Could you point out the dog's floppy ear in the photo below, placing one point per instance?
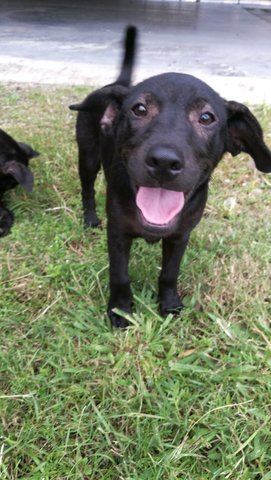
(20, 172)
(245, 135)
(100, 99)
(28, 151)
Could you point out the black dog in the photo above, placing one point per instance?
(14, 159)
(159, 143)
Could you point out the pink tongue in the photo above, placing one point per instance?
(158, 205)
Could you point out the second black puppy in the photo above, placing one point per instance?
(159, 143)
(14, 170)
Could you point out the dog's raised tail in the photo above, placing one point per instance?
(125, 75)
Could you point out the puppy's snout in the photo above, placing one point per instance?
(164, 163)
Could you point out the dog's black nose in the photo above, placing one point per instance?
(163, 163)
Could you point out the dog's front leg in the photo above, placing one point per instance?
(6, 220)
(120, 292)
(168, 297)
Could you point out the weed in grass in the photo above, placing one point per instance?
(181, 398)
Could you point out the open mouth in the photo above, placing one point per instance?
(158, 205)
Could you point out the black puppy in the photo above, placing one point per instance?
(159, 143)
(14, 159)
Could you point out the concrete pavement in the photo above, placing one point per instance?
(229, 46)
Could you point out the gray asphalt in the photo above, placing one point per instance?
(229, 46)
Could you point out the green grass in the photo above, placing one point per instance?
(181, 398)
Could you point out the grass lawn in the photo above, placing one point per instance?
(181, 398)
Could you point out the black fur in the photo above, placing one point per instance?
(14, 170)
(168, 132)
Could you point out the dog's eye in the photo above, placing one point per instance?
(206, 118)
(140, 110)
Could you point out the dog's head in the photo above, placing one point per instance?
(14, 159)
(171, 131)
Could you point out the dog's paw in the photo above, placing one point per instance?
(174, 309)
(117, 320)
(6, 221)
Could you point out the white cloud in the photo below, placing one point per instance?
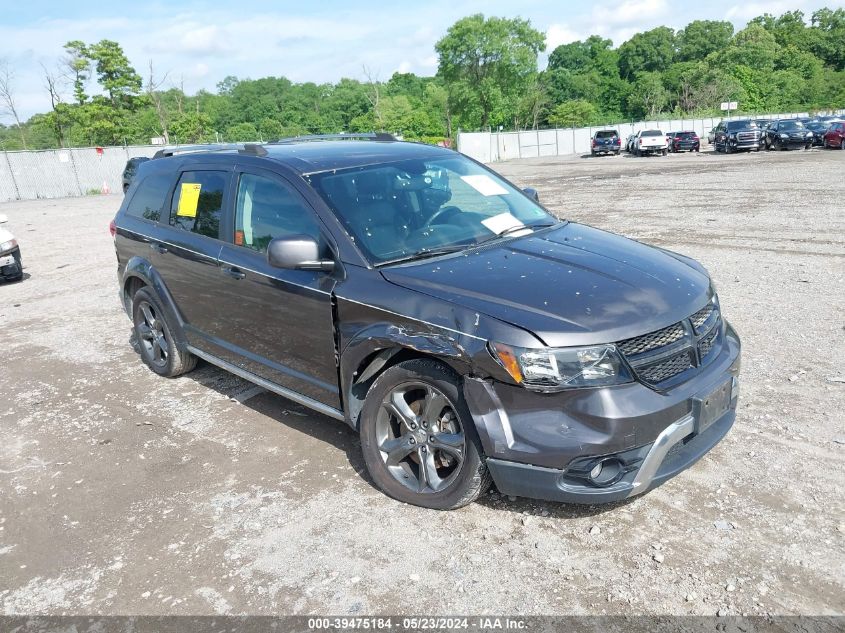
(558, 34)
(628, 11)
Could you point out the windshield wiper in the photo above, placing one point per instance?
(514, 229)
(426, 253)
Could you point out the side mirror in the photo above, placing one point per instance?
(297, 252)
(532, 193)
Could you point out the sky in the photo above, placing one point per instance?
(196, 44)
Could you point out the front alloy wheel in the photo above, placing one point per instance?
(419, 439)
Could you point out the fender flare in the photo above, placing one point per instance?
(380, 345)
(140, 268)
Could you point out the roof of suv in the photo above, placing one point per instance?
(309, 157)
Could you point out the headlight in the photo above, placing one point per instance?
(552, 369)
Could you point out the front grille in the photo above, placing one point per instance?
(707, 342)
(700, 318)
(660, 356)
(665, 369)
(647, 342)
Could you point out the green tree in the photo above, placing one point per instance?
(575, 113)
(648, 96)
(488, 61)
(702, 37)
(650, 51)
(78, 64)
(114, 73)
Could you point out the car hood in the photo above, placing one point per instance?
(571, 285)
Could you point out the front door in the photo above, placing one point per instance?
(278, 322)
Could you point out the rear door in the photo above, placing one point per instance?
(279, 323)
(188, 244)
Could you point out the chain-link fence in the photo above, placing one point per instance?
(29, 175)
(489, 147)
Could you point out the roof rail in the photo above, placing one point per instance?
(176, 150)
(365, 136)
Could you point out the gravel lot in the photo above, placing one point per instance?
(125, 493)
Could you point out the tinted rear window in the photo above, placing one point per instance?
(149, 197)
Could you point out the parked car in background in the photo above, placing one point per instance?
(684, 141)
(835, 135)
(318, 269)
(131, 169)
(788, 134)
(818, 128)
(11, 268)
(649, 142)
(606, 142)
(732, 136)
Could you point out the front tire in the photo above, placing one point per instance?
(419, 440)
(155, 339)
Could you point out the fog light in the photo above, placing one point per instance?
(606, 472)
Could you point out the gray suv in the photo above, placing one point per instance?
(462, 330)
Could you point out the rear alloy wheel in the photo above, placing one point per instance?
(419, 440)
(155, 341)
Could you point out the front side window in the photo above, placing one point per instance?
(149, 197)
(401, 210)
(198, 202)
(265, 209)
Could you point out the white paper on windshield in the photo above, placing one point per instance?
(485, 185)
(502, 222)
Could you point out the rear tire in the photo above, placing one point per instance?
(155, 339)
(423, 450)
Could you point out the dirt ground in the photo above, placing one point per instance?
(125, 493)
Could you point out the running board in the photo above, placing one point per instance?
(305, 401)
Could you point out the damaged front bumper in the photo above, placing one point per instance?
(546, 446)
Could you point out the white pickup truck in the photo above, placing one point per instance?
(649, 142)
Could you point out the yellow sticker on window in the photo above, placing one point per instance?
(189, 198)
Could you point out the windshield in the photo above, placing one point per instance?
(402, 210)
(742, 125)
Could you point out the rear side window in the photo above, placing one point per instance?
(266, 209)
(198, 202)
(149, 197)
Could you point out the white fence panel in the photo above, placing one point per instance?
(547, 143)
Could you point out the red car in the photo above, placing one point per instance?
(835, 135)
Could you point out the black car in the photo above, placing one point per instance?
(788, 134)
(684, 141)
(818, 128)
(131, 169)
(606, 142)
(465, 332)
(732, 136)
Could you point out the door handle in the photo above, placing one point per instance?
(234, 273)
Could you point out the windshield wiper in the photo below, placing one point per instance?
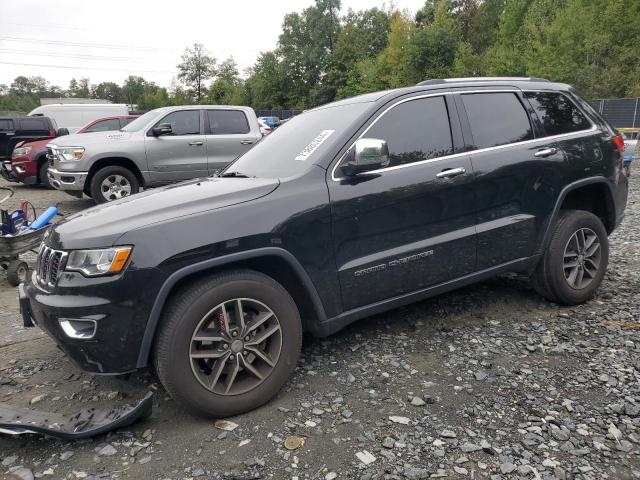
(233, 174)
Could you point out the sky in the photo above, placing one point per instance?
(107, 41)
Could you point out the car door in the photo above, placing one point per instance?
(228, 136)
(410, 225)
(181, 154)
(518, 175)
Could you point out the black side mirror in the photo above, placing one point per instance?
(162, 129)
(367, 154)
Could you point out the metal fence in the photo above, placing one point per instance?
(619, 112)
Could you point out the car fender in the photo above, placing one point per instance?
(563, 194)
(175, 277)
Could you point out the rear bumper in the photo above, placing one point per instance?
(67, 180)
(99, 322)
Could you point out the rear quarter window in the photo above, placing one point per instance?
(557, 113)
(227, 122)
(496, 119)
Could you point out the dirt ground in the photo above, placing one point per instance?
(490, 381)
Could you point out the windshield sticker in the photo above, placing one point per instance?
(313, 146)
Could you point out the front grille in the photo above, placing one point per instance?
(49, 264)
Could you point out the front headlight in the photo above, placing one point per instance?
(20, 152)
(70, 153)
(103, 261)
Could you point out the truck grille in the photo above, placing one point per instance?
(49, 264)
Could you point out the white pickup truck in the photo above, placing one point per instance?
(162, 146)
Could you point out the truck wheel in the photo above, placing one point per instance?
(112, 183)
(42, 175)
(227, 343)
(576, 259)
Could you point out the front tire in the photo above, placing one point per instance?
(218, 362)
(576, 259)
(113, 183)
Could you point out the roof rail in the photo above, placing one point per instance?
(439, 81)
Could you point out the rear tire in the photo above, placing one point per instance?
(112, 183)
(208, 386)
(42, 175)
(576, 259)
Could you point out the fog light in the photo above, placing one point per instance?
(80, 328)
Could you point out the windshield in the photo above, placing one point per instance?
(299, 143)
(140, 122)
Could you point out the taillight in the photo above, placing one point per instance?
(619, 142)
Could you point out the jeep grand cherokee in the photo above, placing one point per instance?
(349, 209)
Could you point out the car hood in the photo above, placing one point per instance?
(88, 139)
(102, 225)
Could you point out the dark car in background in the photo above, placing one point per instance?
(348, 210)
(16, 130)
(29, 158)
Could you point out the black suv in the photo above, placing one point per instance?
(14, 130)
(349, 209)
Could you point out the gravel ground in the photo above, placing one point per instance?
(489, 381)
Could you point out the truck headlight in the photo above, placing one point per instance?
(70, 153)
(102, 261)
(20, 152)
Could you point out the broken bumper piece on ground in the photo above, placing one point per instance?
(88, 422)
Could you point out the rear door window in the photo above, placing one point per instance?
(415, 130)
(104, 126)
(557, 113)
(497, 119)
(227, 122)
(183, 122)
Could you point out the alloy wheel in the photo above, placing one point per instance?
(235, 346)
(114, 187)
(582, 255)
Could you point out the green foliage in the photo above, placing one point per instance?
(196, 67)
(321, 56)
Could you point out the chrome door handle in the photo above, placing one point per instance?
(451, 172)
(546, 152)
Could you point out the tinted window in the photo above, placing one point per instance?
(227, 122)
(34, 124)
(497, 119)
(183, 122)
(415, 130)
(104, 126)
(126, 121)
(558, 114)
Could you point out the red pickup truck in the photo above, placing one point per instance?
(29, 159)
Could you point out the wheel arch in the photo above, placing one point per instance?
(112, 161)
(584, 195)
(275, 262)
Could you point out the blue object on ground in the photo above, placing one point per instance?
(44, 218)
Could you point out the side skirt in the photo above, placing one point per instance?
(335, 324)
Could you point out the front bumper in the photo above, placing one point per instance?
(5, 171)
(61, 180)
(117, 308)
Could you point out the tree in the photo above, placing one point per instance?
(196, 68)
(108, 91)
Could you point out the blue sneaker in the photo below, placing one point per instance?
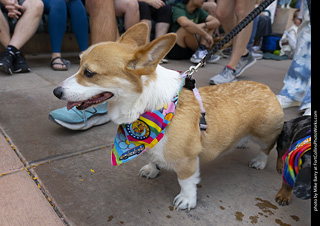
(80, 120)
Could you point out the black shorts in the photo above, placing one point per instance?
(147, 12)
(179, 53)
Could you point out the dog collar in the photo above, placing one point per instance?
(133, 139)
(292, 159)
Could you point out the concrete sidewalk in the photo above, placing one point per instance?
(52, 176)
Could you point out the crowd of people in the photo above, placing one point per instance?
(195, 22)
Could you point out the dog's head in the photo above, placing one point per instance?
(113, 70)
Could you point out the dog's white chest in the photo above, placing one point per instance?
(156, 154)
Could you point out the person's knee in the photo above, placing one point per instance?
(132, 5)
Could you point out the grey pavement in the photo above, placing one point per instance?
(50, 175)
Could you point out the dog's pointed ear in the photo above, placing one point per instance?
(147, 57)
(136, 35)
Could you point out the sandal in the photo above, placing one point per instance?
(66, 64)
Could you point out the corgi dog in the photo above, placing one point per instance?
(127, 75)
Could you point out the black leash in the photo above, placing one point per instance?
(231, 35)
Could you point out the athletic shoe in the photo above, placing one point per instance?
(6, 62)
(226, 75)
(307, 112)
(244, 63)
(19, 64)
(199, 54)
(80, 120)
(213, 58)
(286, 102)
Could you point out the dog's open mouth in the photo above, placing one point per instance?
(97, 99)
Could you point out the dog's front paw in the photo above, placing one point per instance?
(149, 171)
(183, 201)
(259, 162)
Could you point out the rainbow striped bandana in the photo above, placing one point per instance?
(292, 159)
(135, 138)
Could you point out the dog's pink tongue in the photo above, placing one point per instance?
(72, 104)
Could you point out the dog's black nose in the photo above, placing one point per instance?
(58, 92)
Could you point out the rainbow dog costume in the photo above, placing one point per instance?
(292, 159)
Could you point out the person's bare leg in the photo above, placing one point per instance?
(161, 29)
(130, 10)
(103, 24)
(28, 24)
(230, 13)
(203, 41)
(4, 31)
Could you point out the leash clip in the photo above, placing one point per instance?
(193, 69)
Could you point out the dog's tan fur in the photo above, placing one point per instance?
(233, 110)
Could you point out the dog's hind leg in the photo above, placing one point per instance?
(150, 170)
(260, 161)
(188, 178)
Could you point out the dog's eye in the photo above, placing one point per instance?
(88, 73)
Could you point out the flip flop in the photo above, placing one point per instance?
(65, 63)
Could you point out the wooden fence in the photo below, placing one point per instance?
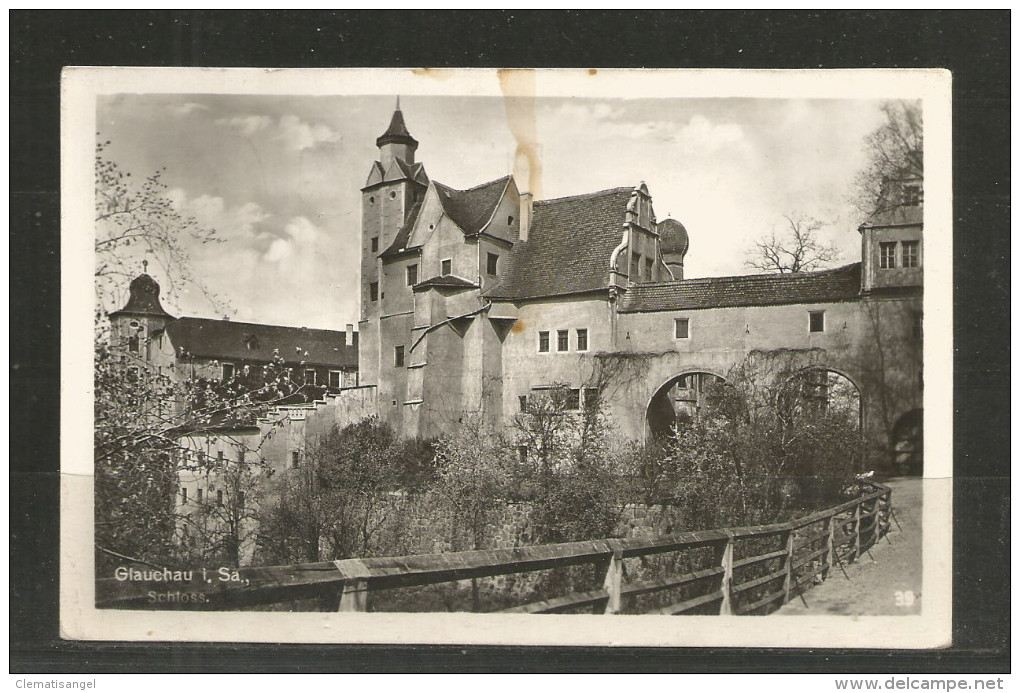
(748, 570)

━━━━━━━━━━━━━━━━

Using the records above, copy exactly and only the lines from the line with "Could you point out the person's knee" through the end, both included; leave every picture out.

Could you point out the person's knee in the photo above, placing one point per instance?
(132, 5)
Could you point out the grey pavement in the photo above, placing one point per instance?
(50, 175)
Could you point out the dog's pointed ear in the photo above, placing one point per instance?
(147, 57)
(136, 35)
Could you point out the sandal in the photo above, placing one point per instance?
(66, 64)
Could you point out the corgi dog in the photo above, placing one point per instance?
(127, 75)
Could you point out the black leash in the photo above, placing one point per instance?
(231, 35)
Could you point out the athletic shoe in the photo above, placing one point per instance?
(6, 62)
(226, 75)
(307, 112)
(244, 63)
(19, 64)
(199, 54)
(80, 120)
(213, 58)
(286, 102)
Could you point out the dog's open mouth in the photo above, placing one point per instance?
(97, 99)
Could you point out the dog's front paw in the photo above, placing one point per instance?
(149, 171)
(183, 201)
(259, 162)
Could you point out the rainbow striped bandana in the photo above, placing one point per instance?
(292, 159)
(135, 138)
Could you point out the dog's pink tongue in the photo above, placing one point per instance?
(72, 104)
Could you point out the dog's black nose in the photo above, placing one point per instance?
(58, 92)
Could you point out the rainbow dog costume in the photo above, placing one point per instance?
(292, 159)
Could you point out the person's bare leg in the photo above, placing one point per instance?
(161, 29)
(130, 10)
(103, 24)
(28, 24)
(230, 13)
(203, 41)
(4, 31)
Could you point out the leash clip in the photo above, placing one point per instance?
(193, 69)
Could you point out the dog's tan fur in the photo above, placing one point per instance?
(233, 110)
Could you point out the dog's hind leg in the photo above, placing one point per instance?
(150, 170)
(260, 161)
(188, 178)
Could you point out the dog's eye in the photo above, placing one point per instance?
(88, 73)
Could you point out the flip flop in the photo above, placing one point per instance?
(65, 63)
Could you point out the wooden fence in the photo below, placing one point per instance?
(748, 570)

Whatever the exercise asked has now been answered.